#### Given request:
Continue the passage below on forming and reducing the sheathed insulated conductor, picking up right after its final sentence.

#### Text segment:
· · · ·

In certain embodiments, the filling of powder 282 into first sheath
material 274 and other process steps upstream of vibrator 288 occur
in a vertical formation. Performing such process steps in the
vertical formation provides better compaction of powder 282 inside
first sheath material 274. As shown in FIG. 15, the vertical
formation of process 268 may transition to a horizontal formation
while the assembly passes through compression and centralization
rolls 280.
[0205] As the assembly of first sheath material 274, core material
276, and powder 282 exits compression and centralization rolls 280,
second sheath material 290 may be provided around the assembly.
Second sheath material 290 may be provided from spool 292. Second
sheath material 290 may be thicker sheath material than first
sheath material 274. In certain embodiments, first sheath material
274 has a thickness as thin as is permitted without the first
sheath material breaking or causing defects later in the process
(for example, during reduction of the outer diameter of the
insulated conductor). Second sheath material 290 may have a
thickness as thick as possible that still allows for the final
reduction of the outside diameter of the insulated conductor to the
desired dimension. The combined thickness of first sheath material
274 and second sheath material 290 may be, for example, between
about 1/3 and about 1/8 (for example, about 1/6) of the final
outside diameter of the insulated conductor.
[0206] In some embodiments, first sheath material 274 has a
thickness between about 0.020'' and about 0.075'' (for example,
about 0.035'') and second sheath material 290 has a thickness
between about 0.100'' and about 0.150'' (for example, about
0.125'') for an insulated conductor that has a final outside
diameter of about 1'' after the final reduction step. In some
embodiments, second sheath material 290 is the same material as
first sheath material 274. In some embodiments, second sheath
material 290 is a different material (for example, a different
stainless steel or nickel based alloy) than first sheath material
274.
[0207] Second sheath material 290 may be formed into a tubular
around the assembly of first sheath material 274, core material
276, and powder 282 by forming rolls 294. After forming second
sheath material 290 into the tubular, the longitudinal edges of the
second sheath material may be welded together using welder 296.
Welder 296 may be, for example, a laser welder for welding
stainless steel. Welding of second sheath material 290 forms the
assembly into insulated conductor 252 with first sheath material
274 and the second sheath material forming the sheath (jacket) of
the insulated conductor.
[0208] After insulated conductor 252 is formed, the insulated
conductor is passed through one or more reduction rolls 298.
Reduction rolls 298 may reduce the outside diameter of insulated
conductor 252 by up to about 35% by cold working on the sheath
(first sheath material 274 and second sheath material 290) and the
core (core material 276). Following reduction of the cross-section
of insulated conductor 252, the insulated conductor may be heat
treated by heater 300 and quenched in quencher 302. Heater 300 may
be, for example, an induction heater. Quencher 302 may use, for
example, water quenching to quickly cool insulated conductor 252.
In some embodiments, reduction of the outside diameter of insulated
conductor 252 followed by heat treating and quenching can be
repeated one or more times before the insulated conductor is
provided to reduction rolls 304 for a final reduction step.

· · · ·

#### Data block:
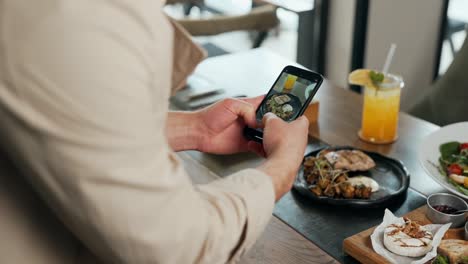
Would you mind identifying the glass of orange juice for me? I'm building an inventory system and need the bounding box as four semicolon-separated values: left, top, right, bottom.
358;74;404;144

· · · ·

#### Answer for the task:
[0209] After heat treating and quenching of insulated conductor 252
at heater 300 and quencher 302, the insulated conductor is passed
through reduction rolls 304 for the final reduction step (the final
cold working step). The final reduction step may reduce the outside
diameter (cross-sectional area) of insulated conductor 252 to
between about 5% and about 20% of the cross section prior to the
final reduction step. The final reduced insulated conductor 252 may
then be provided to spool 306. Spool 306 may be, for example, a
coiled tubing rig or other spool used for transporting insulated
conductors (heaters) to a heater assembly location.
[0210] In certain embodiments, the combination of using first
sheath material 274 and second sheath material 290 allows the use
of powder 282 in process 268 to form insulated conductor 252. For
example, first sheath material 274 may protect powder 282 from
interacting with the weld on second sheath material 290. In certain
embodiments, the design of first sheath material 274 inhibits
interaction between powder 282 and the weld on second sheath
material 290. FIGS. 10 and 11 depict cross-sectional
representations of two possible embodiments for designs of first
sheath material 274 used in insulated conductor 252.
[0211] FIG. 16A depicts a cross-sectional representation of a first
design embodiment of first sheath material 274 inside insulated
conductor 252. FIG. 16A depicts insulated conductor 252 as the
insulated conductor passes through compression and centralization
rolls 280, shown in FIG. 15. As shown in FIG. 16A, first sheath
material 274 overlaps itself (shown as overlap 308) as the first
sheath material is formed into the tubular around powder 282 and
core material 276. Overlap 308 is an overlap between longitudinal
edges of first sheath material 274.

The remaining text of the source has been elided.